▸ **AUFGABE 1**
Gib einen Abschnitt der Datensätze als JSON-Liste von Strings aus, ein String pro Zeile und ohne Leerzeilen. Fang bei der Zeile mit "sidewalk and report bounding boxes around every occurrence." an und hör nach der Zeile mit "[0,192,232,312]" auf.

Er müsste jederzeit mit einem Besuch des syrischen Geheimdienstes
rechnen.
Einige Oppositionelle werden geduldet
Die Kämpfe gehen auch im Zentrum von Damaskus weiter (Aufnahme vom 21. Juli).
Und doch gibt es echte Oppositionelle in Damaskus, die sich sogar
offen dazu bekennen, die offen sagen: "Assad muss weg. Früher oder
später." Sie treffen sich regelmäßig, ihre Wohnungen sind bekannt, und
sie werden geduldet vom Regime, vielleicht als Feigenblatt, vielleicht
als Rückversicherung in die Zukunft. Es sind junge Syrer, die heftig die
Zeit nach Assad planen. Liberale und Linke zumeist, die sich zumindest
untereinander kennen und sich austauschen. Dabei sind auch altgediente
Oppositionelle, die selber lange als politische Gefangene eingesperrt
waren und trotz Folter ungebrochen an einem neuen Syrien arbeiten.
Was
sie voneinander unterscheidet, ist der Grad des Zorns auf das Regime.
Die Skala reicht vom Verdruss über die Starrheit des politischen Systems
bis zur Empörung über die Diktatur mit ihren
Menschenrechtsverletzungen. Was sie eint, ist die Forderung: Das Regime
muss weg. Aber - im Unterschied zur
Opposition im Exil - dies nur mit friedlichen Mitteln.

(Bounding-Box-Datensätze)
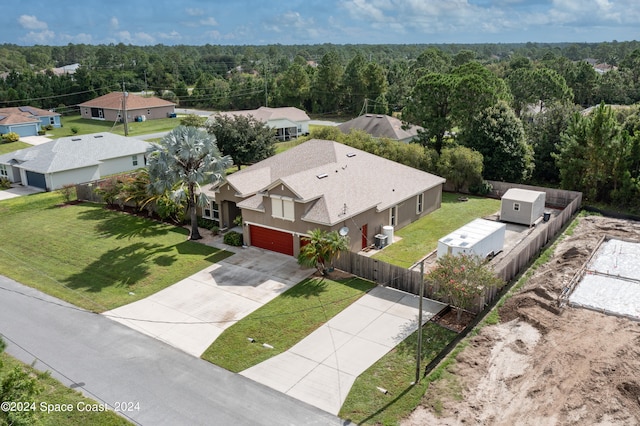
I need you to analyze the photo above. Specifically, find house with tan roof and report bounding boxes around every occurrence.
[78,92,176,122]
[0,106,60,137]
[203,139,445,256]
[215,107,311,141]
[338,114,422,143]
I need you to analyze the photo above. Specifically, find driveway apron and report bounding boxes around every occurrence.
[240,287,446,414]
[103,247,313,357]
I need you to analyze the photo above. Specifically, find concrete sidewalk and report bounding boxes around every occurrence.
[240,287,446,414]
[103,247,313,357]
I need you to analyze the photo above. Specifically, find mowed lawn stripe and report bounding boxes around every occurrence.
[0,193,232,312]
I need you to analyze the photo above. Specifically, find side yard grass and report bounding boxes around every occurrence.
[47,114,180,138]
[338,322,456,425]
[0,353,131,426]
[373,192,500,268]
[202,277,375,373]
[0,192,232,312]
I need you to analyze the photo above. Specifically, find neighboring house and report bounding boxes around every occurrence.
[500,188,546,226]
[338,114,422,142]
[211,107,311,141]
[203,139,445,255]
[78,92,176,122]
[0,132,150,191]
[0,106,60,137]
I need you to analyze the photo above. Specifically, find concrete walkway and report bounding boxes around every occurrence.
[240,287,446,414]
[103,247,313,357]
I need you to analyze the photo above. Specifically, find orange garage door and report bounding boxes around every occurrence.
[249,225,293,256]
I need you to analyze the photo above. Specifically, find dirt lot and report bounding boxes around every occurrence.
[402,216,640,426]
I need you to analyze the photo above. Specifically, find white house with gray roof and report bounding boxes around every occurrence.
[211,107,311,141]
[203,139,445,256]
[0,132,150,191]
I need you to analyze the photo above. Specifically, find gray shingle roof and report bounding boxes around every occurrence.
[218,139,445,225]
[0,132,150,173]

▸ **AUFGABE 2**
Kopiere aus dem Text über die syrische Opposition wörtlich die Stelle, die mit den Worten "Einige Oppositionelle werden" beginnt und nach den Worten "auf das Regime." endet.

▸ **ANTWORT 1**
[
  "I need you to analyze the photo above. Specifically, find concrete sidewalk and report bounding boxes around every occurrence.",
  "[240,287,446,414]",
  "[103,247,313,357]",
  "I need you to analyze the photo above. Specifically, find mowed lawn stripe and report bounding boxes around every occurrence.",
  "[0,193,232,312]",
  "I need you to analyze the photo above. Specifically, find side yard grass and report bounding boxes around every occurrence.",
  "[47,114,180,138]",
  "[338,322,456,425]",
  "[0,353,131,426]",
  "[373,192,500,268]",
  "[202,277,375,373]",
  "[0,192,232,312]"
]

▸ **ANTWORT 2**
Einige Oppositionelle werden geduldet
Die Kämpfe gehen auch im Zentrum von Damaskus weiter (Aufnahme vom 21. Juli).
Und doch gibt es echte Oppositionelle in Damaskus, die sich sogar
offen dazu bekennen, die offen sagen: "Assad muss weg. Früher oder
später." Sie treffen sich regelmäßig, ihre Wohnungen sind bekannt, und
sie werden geduldet vom Regime, vielleicht als Feigenblatt, vielleicht
als Rückversicherung in die Zukunft. Es sind junge Syrer, die heftig die
Zeit nach Assad planen. Liberale und Linke zumeist, die sich zumindest
untereinander kennen und sich austauschen. Dabei sind auch altgediente
Oppositionelle, die selber lange als politische Gefangene eingesperrt
waren und trotz Folter ungebrochen an einem neuen Syrien arbeiten.
Was
sie voneinander unterscheidet, ist der Grad des Zorns auf das Regime.